For this exercise, print the listing below exactly, without its pictures.

*** DATA FOR PROCESSING ***

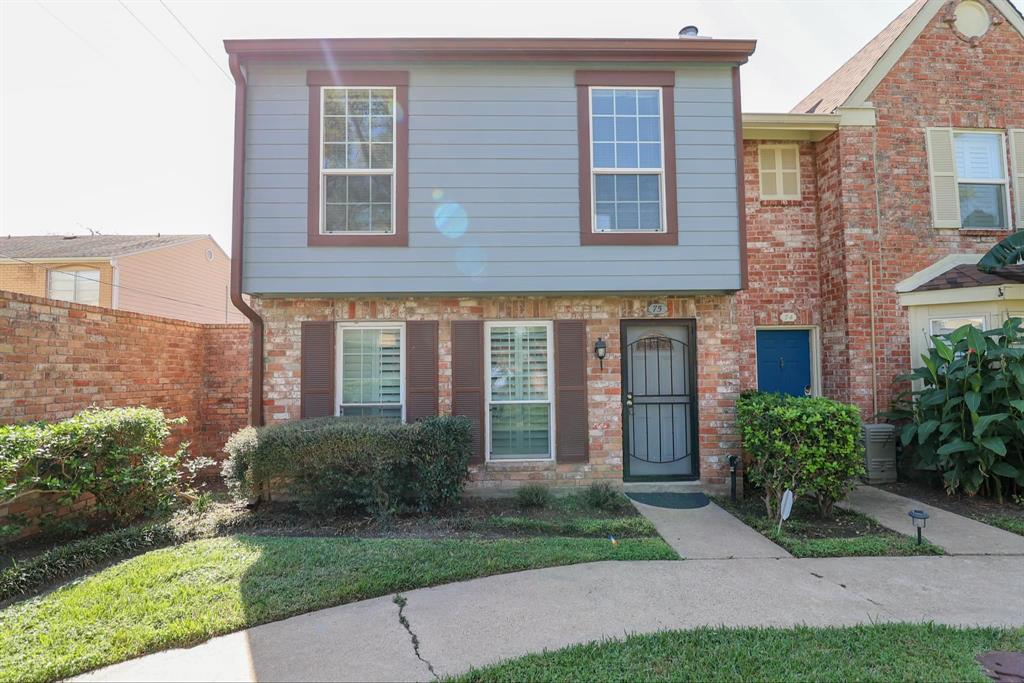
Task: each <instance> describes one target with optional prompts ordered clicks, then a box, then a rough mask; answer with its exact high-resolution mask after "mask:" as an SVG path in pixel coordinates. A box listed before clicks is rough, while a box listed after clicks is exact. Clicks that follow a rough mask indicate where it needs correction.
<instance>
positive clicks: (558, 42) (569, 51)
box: [224, 38, 757, 63]
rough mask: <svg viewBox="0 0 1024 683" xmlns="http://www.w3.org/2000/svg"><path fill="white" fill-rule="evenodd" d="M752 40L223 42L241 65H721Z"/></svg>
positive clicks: (755, 41) (436, 40) (556, 39)
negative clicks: (297, 63) (596, 62)
mask: <svg viewBox="0 0 1024 683" xmlns="http://www.w3.org/2000/svg"><path fill="white" fill-rule="evenodd" d="M756 46H757V42H756V41H753V40H715V39H711V38H689V39H685V40H682V39H678V38H669V39H664V38H655V39H620V38H325V39H315V38H311V39H309V38H300V39H278V40H225V41H224V49H225V50H226V51H227V53H228V54H237V55H239V57H240V58H242V59H243V60H244V61H249V60H257V59H269V60H309V61H323V60H324V59H329V60H330V59H334V60H336V61H337V62H338V63H351V62H353V61H647V62H665V61H724V62H732V63H743V62H745V61H746V59H748V57H750V55H751V54H753V53H754V49H755V47H756Z"/></svg>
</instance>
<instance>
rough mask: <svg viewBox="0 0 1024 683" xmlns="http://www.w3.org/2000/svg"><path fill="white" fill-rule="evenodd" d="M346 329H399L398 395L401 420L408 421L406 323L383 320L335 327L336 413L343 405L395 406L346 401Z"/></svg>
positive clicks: (398, 330) (338, 411)
mask: <svg viewBox="0 0 1024 683" xmlns="http://www.w3.org/2000/svg"><path fill="white" fill-rule="evenodd" d="M345 330H397V331H398V396H399V398H400V405H401V421H402V422H406V404H407V402H408V401H407V399H406V324H404V323H382V322H376V321H373V322H358V323H349V322H344V323H338V324H337V326H336V328H335V333H336V334H335V351H334V353H335V357H334V395H335V397H336V398H335V401H334V402H335V405H334V414H335V415H336V416H339V415H341V410H342V405H346V407H352V408H394V407H395V403H345V402H343V399H344V386H345V385H344V380H345V378H344V362H343V360H344V349H345Z"/></svg>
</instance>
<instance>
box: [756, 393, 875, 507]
mask: <svg viewBox="0 0 1024 683" xmlns="http://www.w3.org/2000/svg"><path fill="white" fill-rule="evenodd" d="M736 417H737V423H738V425H739V430H740V434H741V436H742V439H743V450H744V451H745V452H746V454H748V456H749V457H750V463H749V465H748V467H746V474H748V477H749V478H750V480H751V482H752V483H754V484H755V485H757V486H760V487H761V488H762V490H763V493H764V502H765V512H766V513H767V514H768V517H769V518H771V519H775V518H777V517H778V504H779V500H780V499H781V497H782V494H783V492H785V489H786V488H791V489H793V490H794V493H796V494H797V495H804V496H812V497H814V499H815V501H816V502H817V505H818V511H819V512H820V514H821V515H822V516H823V517H828V516H831V512H833V508H834V506H835V505H836V503H837V502H838V501H841V500H843V499H844V498H845V497H846V495H847V494H848V493H849V492H850V488H852V487H853V485H855V481H856V479H855V478H856V477H857V476H859V475H861V474H863V472H864V466H863V455H862V453H863V452H862V449H861V445H860V440H859V435H860V415H859V414H858V412H857V408H856V407H854V405H848V404H845V403H840V402H839V401H835V400H829V399H828V398H806V397H796V396H784V395H781V394H770V393H748V394H743V395H742V396H740V398H739V400H738V401H737V402H736Z"/></svg>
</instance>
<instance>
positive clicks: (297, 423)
mask: <svg viewBox="0 0 1024 683" xmlns="http://www.w3.org/2000/svg"><path fill="white" fill-rule="evenodd" d="M471 443H472V425H471V423H470V421H469V420H468V419H466V418H457V417H452V416H442V417H433V418H427V419H425V420H421V421H419V422H415V423H413V424H401V423H398V422H395V421H393V420H386V419H366V418H362V419H356V418H315V419H312V420H300V421H295V422H288V423H282V424H278V425H270V426H268V427H262V428H259V429H253V428H251V427H248V428H246V429H243V430H241V431H239V432H237V433H236V434H234V435H232V436H231V438H230V439H228V441H227V444H226V445H225V446H224V450H225V451H226V452H227V454H228V456H229V458H228V460H227V462H226V463H225V464H224V468H223V475H224V478H225V480H226V482H227V485H228V487H229V488H230V489H231V490H233V492H238V493H239V494H240V495H243V496H249V497H254V496H262V495H265V494H267V493H268V492H269V490H271V489H273V490H275V492H281V493H283V494H284V495H286V496H288V497H289V498H293V499H295V501H296V503H297V504H298V505H299V507H300V508H301V509H302V510H304V511H306V512H313V513H334V512H340V511H343V510H366V511H369V512H370V513H371V514H373V515H374V516H376V517H378V518H387V517H388V516H389V515H391V514H394V513H397V512H406V511H414V510H415V511H417V512H427V511H430V510H434V509H438V508H441V507H444V506H447V505H451V504H453V503H456V502H458V501H459V500H460V498H461V497H462V487H463V484H464V483H465V481H466V479H467V477H468V475H469V469H468V465H469V457H470V450H471Z"/></svg>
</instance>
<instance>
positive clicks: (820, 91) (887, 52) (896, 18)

*** End of DATA FOR PROCESSING ***

● SOLUTION TO THE EXERCISE:
Task: each <instance> describes one target with optional prompts ordered clicks, then a box, then a rough mask; answer with its exact high-resolution mask after "mask:" as an SVG path in pixel coordinates. A box listed before clicks is rough, while a box listed after clicks is exact. Clicks that follow a rough mask indicate where it needs correction.
<instance>
positive clicks: (558, 42) (569, 51)
box: [224, 38, 757, 63]
rough mask: <svg viewBox="0 0 1024 683" xmlns="http://www.w3.org/2000/svg"><path fill="white" fill-rule="evenodd" d="M752 40L223 42L241 65H721Z"/></svg>
positive clicks: (755, 41) (436, 40) (556, 39)
negative clicks: (297, 63) (596, 62)
mask: <svg viewBox="0 0 1024 683" xmlns="http://www.w3.org/2000/svg"><path fill="white" fill-rule="evenodd" d="M756 46H757V42H756V41H753V40H715V39H711V38H689V39H685V40H682V39H678V38H669V39H664V38H655V39H620V38H325V39H315V38H311V39H309V38H300V39H278V40H225V41H224V49H225V50H226V51H227V53H228V54H237V55H239V57H240V58H242V59H243V60H244V61H249V60H257V59H269V60H309V61H323V60H324V59H329V60H330V59H334V60H336V61H337V62H338V63H351V62H353V61H647V62H665V61H724V62H732V63H743V62H745V61H746V59H748V57H750V55H751V54H753V53H754V49H755V47H756Z"/></svg>
</instance>
<instance>
rough mask: <svg viewBox="0 0 1024 683" xmlns="http://www.w3.org/2000/svg"><path fill="white" fill-rule="evenodd" d="M346 329H399L398 395L401 420L408 421L406 323L383 320L335 327L336 413L343 405L395 406L346 401Z"/></svg>
positive clicks: (398, 330) (338, 411)
mask: <svg viewBox="0 0 1024 683" xmlns="http://www.w3.org/2000/svg"><path fill="white" fill-rule="evenodd" d="M345 330H397V331H398V396H399V398H400V405H401V421H402V422H406V404H407V402H408V401H407V399H406V324H404V323H382V322H376V321H373V322H358V323H349V322H344V323H338V324H337V326H336V328H335V333H336V334H335V351H334V353H335V357H334V395H335V397H336V398H335V401H334V402H335V405H334V414H335V415H336V416H339V415H341V410H342V405H346V407H352V408H394V407H395V403H345V402H343V399H344V386H345V385H344V380H345V378H344V362H343V360H344V349H345Z"/></svg>
</instance>
<instance>
box: [756, 393, 875, 507]
mask: <svg viewBox="0 0 1024 683" xmlns="http://www.w3.org/2000/svg"><path fill="white" fill-rule="evenodd" d="M736 417H737V423H738V425H739V430H740V434H741V436H742V439H743V450H744V451H745V452H746V454H748V456H749V457H750V463H749V465H748V467H746V474H748V477H749V478H750V480H751V482H752V483H754V484H755V485H757V486H760V487H761V488H762V490H763V493H764V502H765V512H766V513H767V514H768V517H769V518H771V519H775V518H777V517H778V504H779V500H780V499H781V497H782V494H783V492H785V489H786V488H791V489H793V490H794V493H796V494H797V495H804V496H812V497H814V499H815V501H816V502H817V505H818V511H819V512H820V514H821V515H822V516H823V517H828V516H831V512H833V508H834V506H835V505H836V503H837V502H838V501H841V500H843V499H844V498H845V497H846V495H847V494H848V493H849V492H850V488H852V487H853V485H855V481H856V479H855V478H856V477H857V476H859V475H861V474H863V472H864V466H863V455H862V453H863V452H862V449H861V445H860V440H859V435H860V415H859V414H858V412H857V408H856V407H854V405H848V404H845V403H840V402H839V401H835V400H829V399H828V398H806V397H796V396H784V395H781V394H770V393H748V394H743V395H742V396H740V398H739V400H738V401H737V402H736Z"/></svg>
</instance>
<instance>
positive clicks: (297, 423)
mask: <svg viewBox="0 0 1024 683" xmlns="http://www.w3.org/2000/svg"><path fill="white" fill-rule="evenodd" d="M471 443H472V425H471V423H470V421H469V420H468V419H466V418H457V417H452V416H442V417H433V418H427V419H425V420H421V421H419V422H415V423H413V424H401V423H398V422H395V421H393V420H386V419H366V418H362V419H356V418H315V419H312V420H300V421H295V422H288V423H282V424H278V425H270V426H268V427H262V428H259V429H253V428H251V427H248V428H246V429H243V430H241V431H239V432H237V433H236V434H234V435H232V436H231V438H230V439H228V441H227V444H226V445H225V446H224V450H225V451H226V452H227V454H228V456H229V458H228V460H227V462H226V463H225V464H224V468H223V475H224V478H225V480H226V482H227V485H228V487H229V488H230V489H231V490H233V492H238V493H239V494H240V495H243V496H249V497H254V496H262V495H265V494H267V493H268V492H269V490H271V489H273V490H275V492H281V493H283V494H284V495H286V496H288V497H289V498H293V499H295V501H296V503H297V504H298V505H299V507H300V508H301V509H302V510H304V511H306V512H313V513H334V512H340V511H343V510H366V511H369V512H370V513H371V514H373V515H374V516H376V517H378V518H387V517H388V516H389V515H391V514H394V513H397V512H406V511H414V510H415V511H417V512H427V511H430V510H434V509H438V508H441V507H444V506H447V505H451V504H453V503H456V502H458V501H459V500H460V498H461V497H462V487H463V484H464V483H465V481H466V479H467V477H468V475H469V469H468V465H469V457H470V450H471Z"/></svg>
</instance>
<instance>
positive clicks: (820, 91) (887, 52) (896, 18)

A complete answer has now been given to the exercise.